- DESCRIÇÃO DO PROBLEMA:
Copie de novo o trecho sobre o ranking de universidades, da parte que começa com as palavras que contêm "Melhores Universidades do" até a que termina em "Latina: USP (Brasil)". Nesse trecho, substitua "Reino Unido" por "Inglaterra".
----- TEXTO CITADO -----
Melhores Universidades do Mundo – Ranking THE 2020
- Mundo: Universidade de Oxford (Reino Unido)
- Entre os BRICS: Tsingua (China)
- América Latina: USP (Brasil)
Principais quesitos em que vai bem:
- Ensino
- Receitas do Mercado
Principais quesitos em que vai mal:
- Citação
- Internacionalização
Quando colocamos os pesos que são considerados na composição da nota geral, os fatores que mais penalizam a Universidade de São Paulo são Citações e Pesquisa.
Lupa nos números
Estes dados são reflexo do peso maior que o ranking Times Higher Education coloca em pesquisa – indicadores relacionados a esta área respondem por 60% da nota final.
O indicador de Citações por Pesquisador é bastante direto – e se poderia dizer que reflete um desafio comum para a disseminação do conhecimento produzido nas universidades brasileiras: a barreira do idioma. De fato, o Brasil está entre os 20 países com maior produção científica, mas possui apenas 12 pesquisadores entre os mais citados do mundo – em uma lista com mais de 6 mil nomes.
Já o segundo indicador, de Pesquisa, inclui três subindicadores: Income, Productivity, Reputation Survey. A Times Higher Education não disponibiliza os dados quebrados por subindicadores.
Porém, um cruzamento dos dados de outro ranking pode jogar luz ao que mais nos penaliza. A Times Higher Education também elabora um ranking apenas com os dados da pesquisa de reputação, em que aparecem apenas as 100 melhores colocadas. Neste ranking, a USP está entre as 90.
Por isso, pode-se concluir que os dados de receita e produtividade dos setores de pesquisa da Universidade são os que mais puxam o indicador geral para baixo .
Como usar estes indicadores para melhorar a qualidade de ensino das universidades brasileiras?
----- MATERIAL EXIBIDO -----
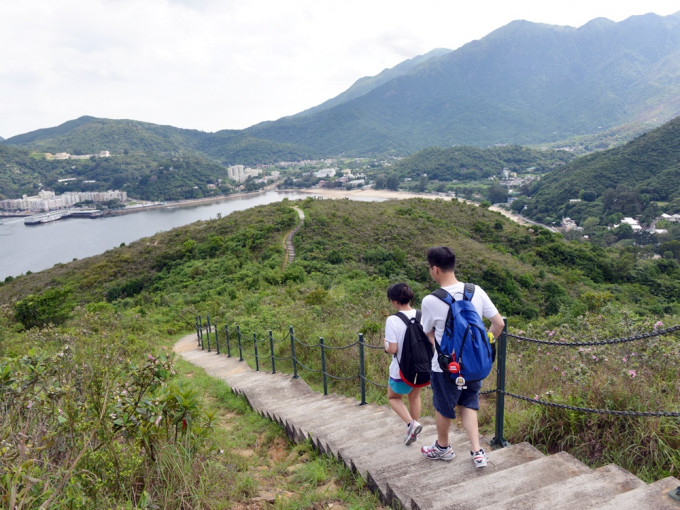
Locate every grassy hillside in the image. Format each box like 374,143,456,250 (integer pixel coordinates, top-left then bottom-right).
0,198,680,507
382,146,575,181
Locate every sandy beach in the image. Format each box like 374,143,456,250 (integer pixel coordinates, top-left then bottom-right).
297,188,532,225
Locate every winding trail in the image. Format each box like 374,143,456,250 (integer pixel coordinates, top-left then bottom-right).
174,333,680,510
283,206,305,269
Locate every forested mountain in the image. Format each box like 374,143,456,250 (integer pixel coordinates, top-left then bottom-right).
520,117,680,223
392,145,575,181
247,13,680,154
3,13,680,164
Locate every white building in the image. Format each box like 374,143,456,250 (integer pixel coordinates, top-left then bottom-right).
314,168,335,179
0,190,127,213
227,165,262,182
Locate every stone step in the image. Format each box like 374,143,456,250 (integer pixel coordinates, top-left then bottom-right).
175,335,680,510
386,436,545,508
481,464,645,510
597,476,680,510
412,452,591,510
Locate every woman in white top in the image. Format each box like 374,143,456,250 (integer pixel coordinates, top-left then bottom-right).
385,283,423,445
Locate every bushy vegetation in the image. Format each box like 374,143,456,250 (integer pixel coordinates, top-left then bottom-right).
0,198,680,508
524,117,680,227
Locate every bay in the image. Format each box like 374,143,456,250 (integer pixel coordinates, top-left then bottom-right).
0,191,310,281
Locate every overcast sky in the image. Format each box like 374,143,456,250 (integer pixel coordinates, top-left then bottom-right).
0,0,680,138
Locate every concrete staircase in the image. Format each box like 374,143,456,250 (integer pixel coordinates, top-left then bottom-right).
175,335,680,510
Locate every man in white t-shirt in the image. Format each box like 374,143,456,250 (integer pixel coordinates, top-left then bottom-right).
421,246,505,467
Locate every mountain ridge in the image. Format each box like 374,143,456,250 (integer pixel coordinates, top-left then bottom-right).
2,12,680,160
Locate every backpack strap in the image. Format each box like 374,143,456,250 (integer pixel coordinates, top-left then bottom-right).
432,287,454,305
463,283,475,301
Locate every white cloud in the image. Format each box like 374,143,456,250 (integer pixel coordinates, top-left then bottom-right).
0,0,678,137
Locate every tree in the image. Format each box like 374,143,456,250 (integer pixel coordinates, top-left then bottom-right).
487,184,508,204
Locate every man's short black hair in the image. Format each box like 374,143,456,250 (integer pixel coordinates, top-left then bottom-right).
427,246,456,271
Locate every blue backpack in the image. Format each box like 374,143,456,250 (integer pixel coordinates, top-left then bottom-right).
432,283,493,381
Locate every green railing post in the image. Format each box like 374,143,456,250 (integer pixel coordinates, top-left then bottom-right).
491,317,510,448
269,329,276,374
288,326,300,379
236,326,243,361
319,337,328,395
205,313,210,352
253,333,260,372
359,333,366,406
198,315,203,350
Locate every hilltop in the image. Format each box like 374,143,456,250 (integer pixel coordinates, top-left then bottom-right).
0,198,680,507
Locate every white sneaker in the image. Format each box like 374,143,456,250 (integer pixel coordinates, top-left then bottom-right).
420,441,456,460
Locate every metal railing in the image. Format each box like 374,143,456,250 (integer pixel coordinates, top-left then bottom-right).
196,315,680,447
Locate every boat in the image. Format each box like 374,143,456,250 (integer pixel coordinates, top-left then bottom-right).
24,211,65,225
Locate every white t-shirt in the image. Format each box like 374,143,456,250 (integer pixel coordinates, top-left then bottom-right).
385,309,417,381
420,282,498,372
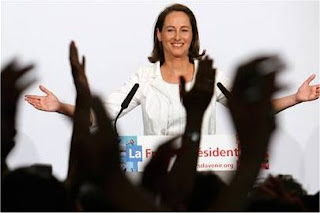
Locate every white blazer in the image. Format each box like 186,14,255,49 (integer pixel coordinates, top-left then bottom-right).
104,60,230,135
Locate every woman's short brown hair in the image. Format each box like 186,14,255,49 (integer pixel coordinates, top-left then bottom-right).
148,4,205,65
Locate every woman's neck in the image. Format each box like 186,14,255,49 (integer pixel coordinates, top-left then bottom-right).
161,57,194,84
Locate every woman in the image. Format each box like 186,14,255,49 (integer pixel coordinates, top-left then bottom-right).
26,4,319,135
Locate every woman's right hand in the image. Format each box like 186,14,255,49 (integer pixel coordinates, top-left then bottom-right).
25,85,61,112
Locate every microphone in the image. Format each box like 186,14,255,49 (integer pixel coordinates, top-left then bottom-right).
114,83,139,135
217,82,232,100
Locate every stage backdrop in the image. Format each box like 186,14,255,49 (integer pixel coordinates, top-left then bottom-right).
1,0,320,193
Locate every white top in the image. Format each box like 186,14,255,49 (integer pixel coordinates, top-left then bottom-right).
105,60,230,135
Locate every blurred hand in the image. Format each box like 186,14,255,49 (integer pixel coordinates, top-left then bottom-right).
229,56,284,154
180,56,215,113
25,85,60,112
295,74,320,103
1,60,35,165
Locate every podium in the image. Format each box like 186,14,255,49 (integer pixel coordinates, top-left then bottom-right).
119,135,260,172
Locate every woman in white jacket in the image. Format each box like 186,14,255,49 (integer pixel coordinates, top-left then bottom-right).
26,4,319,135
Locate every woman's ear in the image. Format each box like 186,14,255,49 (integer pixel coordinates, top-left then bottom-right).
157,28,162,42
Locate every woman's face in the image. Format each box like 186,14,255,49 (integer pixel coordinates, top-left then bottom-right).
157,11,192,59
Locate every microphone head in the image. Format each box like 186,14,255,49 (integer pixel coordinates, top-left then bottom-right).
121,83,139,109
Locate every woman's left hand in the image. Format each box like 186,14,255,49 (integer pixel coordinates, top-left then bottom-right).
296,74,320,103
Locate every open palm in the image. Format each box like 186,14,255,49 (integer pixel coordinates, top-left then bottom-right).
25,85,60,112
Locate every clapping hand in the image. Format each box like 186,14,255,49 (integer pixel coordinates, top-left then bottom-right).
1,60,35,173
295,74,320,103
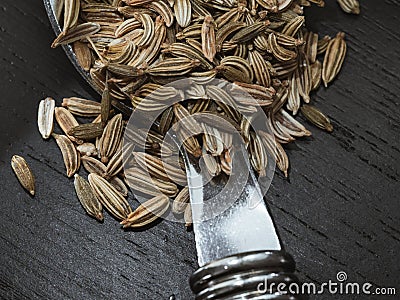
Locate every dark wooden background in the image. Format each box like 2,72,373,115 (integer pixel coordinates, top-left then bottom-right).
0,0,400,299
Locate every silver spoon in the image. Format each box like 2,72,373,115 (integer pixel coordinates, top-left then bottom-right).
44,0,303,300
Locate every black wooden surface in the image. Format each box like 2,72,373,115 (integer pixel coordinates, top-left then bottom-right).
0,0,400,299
-----
----- MATERIAL EXIBIDO -----
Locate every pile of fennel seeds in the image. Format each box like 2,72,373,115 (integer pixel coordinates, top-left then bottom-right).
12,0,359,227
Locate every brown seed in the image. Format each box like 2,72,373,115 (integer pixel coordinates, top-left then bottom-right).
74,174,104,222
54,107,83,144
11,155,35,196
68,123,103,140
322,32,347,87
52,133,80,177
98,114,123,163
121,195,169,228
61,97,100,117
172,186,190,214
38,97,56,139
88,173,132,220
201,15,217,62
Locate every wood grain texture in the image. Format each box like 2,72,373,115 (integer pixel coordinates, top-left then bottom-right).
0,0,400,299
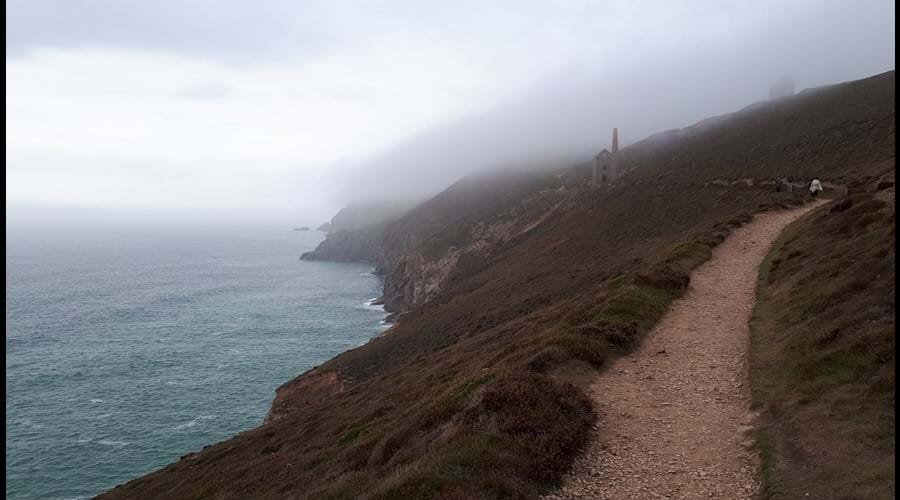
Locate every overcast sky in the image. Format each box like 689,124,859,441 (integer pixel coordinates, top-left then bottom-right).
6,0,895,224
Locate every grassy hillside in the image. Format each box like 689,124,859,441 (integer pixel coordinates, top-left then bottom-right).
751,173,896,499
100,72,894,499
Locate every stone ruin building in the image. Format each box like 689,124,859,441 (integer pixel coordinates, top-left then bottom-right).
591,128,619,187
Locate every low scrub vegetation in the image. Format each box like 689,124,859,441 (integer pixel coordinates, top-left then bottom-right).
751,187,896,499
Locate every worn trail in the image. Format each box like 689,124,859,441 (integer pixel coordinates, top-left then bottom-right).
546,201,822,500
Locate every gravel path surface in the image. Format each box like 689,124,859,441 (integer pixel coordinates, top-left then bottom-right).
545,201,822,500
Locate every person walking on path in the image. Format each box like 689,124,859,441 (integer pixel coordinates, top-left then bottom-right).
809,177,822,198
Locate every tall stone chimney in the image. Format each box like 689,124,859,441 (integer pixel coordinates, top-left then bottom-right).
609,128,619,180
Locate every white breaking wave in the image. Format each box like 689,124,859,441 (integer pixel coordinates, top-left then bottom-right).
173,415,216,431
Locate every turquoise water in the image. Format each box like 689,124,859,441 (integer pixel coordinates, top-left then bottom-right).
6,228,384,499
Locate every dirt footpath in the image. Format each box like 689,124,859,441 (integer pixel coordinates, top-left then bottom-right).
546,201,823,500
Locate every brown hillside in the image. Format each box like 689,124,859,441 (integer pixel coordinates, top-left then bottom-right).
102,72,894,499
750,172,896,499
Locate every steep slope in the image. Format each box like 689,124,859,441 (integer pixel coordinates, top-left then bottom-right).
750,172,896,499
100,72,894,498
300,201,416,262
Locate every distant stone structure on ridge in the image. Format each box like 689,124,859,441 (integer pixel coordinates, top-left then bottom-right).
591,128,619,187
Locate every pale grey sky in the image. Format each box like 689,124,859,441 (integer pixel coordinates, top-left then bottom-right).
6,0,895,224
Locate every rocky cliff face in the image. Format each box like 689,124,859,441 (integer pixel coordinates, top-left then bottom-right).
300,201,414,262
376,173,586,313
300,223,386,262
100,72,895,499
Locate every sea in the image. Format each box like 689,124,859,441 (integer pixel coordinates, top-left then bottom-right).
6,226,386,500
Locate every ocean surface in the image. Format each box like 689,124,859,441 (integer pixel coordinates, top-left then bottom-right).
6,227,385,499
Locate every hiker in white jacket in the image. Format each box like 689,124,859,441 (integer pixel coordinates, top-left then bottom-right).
-----
----- MATERIAL EXIBIDO -----
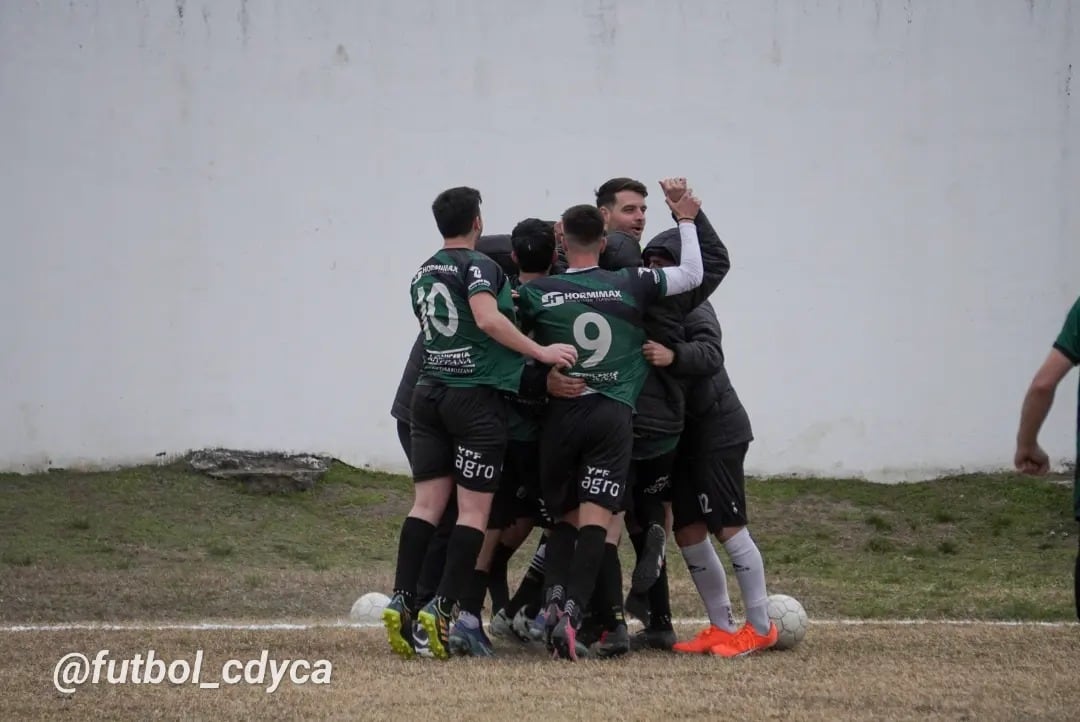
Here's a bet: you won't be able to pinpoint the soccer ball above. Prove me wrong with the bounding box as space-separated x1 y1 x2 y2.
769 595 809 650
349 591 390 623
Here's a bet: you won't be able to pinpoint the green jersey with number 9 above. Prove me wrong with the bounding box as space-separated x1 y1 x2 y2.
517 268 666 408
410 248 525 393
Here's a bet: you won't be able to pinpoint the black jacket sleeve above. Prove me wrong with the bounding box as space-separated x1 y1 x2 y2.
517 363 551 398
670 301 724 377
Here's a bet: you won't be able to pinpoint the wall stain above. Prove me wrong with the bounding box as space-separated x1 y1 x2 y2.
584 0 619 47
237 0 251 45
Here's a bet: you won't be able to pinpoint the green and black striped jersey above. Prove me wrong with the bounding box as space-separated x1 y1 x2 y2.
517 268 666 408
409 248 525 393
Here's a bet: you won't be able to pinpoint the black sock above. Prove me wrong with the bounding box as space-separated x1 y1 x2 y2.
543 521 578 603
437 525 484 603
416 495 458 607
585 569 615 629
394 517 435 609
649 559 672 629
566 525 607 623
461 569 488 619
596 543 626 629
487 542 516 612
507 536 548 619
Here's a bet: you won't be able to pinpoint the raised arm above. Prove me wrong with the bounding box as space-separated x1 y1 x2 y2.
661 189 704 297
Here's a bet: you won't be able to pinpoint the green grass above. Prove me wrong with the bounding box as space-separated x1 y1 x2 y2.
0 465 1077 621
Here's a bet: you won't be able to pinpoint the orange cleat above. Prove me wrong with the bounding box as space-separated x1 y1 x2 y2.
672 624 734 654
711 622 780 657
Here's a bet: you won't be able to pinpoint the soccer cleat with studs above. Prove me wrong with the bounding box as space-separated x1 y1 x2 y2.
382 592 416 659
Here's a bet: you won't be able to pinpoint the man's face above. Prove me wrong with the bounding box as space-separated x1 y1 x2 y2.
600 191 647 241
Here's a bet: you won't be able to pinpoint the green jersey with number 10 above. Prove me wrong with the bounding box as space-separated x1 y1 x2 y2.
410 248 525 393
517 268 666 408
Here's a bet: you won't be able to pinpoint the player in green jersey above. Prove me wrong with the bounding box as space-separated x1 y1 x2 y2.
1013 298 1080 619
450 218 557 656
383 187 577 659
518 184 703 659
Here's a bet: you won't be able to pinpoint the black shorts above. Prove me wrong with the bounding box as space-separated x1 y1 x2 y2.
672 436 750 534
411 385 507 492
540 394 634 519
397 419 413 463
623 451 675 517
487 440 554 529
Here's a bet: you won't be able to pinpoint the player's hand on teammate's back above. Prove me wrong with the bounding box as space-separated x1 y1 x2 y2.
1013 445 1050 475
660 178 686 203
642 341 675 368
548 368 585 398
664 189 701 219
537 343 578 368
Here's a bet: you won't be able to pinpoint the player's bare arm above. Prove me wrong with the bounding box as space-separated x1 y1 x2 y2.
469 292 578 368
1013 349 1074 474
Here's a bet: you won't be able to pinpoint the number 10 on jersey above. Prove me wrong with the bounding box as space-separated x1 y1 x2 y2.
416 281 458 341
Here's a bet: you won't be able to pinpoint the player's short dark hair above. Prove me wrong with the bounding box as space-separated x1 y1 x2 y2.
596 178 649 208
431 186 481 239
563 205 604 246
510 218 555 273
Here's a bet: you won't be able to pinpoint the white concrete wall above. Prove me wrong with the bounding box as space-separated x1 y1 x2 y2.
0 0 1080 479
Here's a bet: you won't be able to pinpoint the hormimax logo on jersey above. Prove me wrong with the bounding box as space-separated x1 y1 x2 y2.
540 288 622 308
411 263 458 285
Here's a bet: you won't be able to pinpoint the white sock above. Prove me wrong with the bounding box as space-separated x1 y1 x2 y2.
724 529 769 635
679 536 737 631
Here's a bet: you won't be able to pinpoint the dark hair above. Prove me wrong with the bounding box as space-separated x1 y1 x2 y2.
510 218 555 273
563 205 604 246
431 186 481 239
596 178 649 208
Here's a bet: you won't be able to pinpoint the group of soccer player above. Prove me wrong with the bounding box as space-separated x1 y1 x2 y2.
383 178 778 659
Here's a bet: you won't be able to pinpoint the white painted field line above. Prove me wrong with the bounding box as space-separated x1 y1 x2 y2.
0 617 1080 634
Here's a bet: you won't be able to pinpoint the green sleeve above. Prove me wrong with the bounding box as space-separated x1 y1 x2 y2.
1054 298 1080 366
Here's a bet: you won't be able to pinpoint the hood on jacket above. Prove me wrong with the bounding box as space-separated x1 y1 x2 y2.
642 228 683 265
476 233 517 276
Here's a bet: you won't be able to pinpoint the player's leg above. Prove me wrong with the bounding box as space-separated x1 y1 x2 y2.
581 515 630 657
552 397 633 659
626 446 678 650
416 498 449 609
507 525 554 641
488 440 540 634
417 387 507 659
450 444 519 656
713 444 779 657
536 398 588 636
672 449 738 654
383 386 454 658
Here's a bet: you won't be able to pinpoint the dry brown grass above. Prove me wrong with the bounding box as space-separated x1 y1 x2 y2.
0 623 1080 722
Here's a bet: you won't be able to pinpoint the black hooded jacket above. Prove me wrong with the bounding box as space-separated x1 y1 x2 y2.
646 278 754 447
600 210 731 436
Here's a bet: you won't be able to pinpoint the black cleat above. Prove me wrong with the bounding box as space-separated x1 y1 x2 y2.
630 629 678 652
-----
- RESPOSTA ESPERADA:
Melhores Universidades do Mundo – Ranking THE 2020
- Mundo: Universidade de Oxford (Inglaterra)
- Entre os BRICS: Tsingua (China)
- América Latina: USP (Brasil)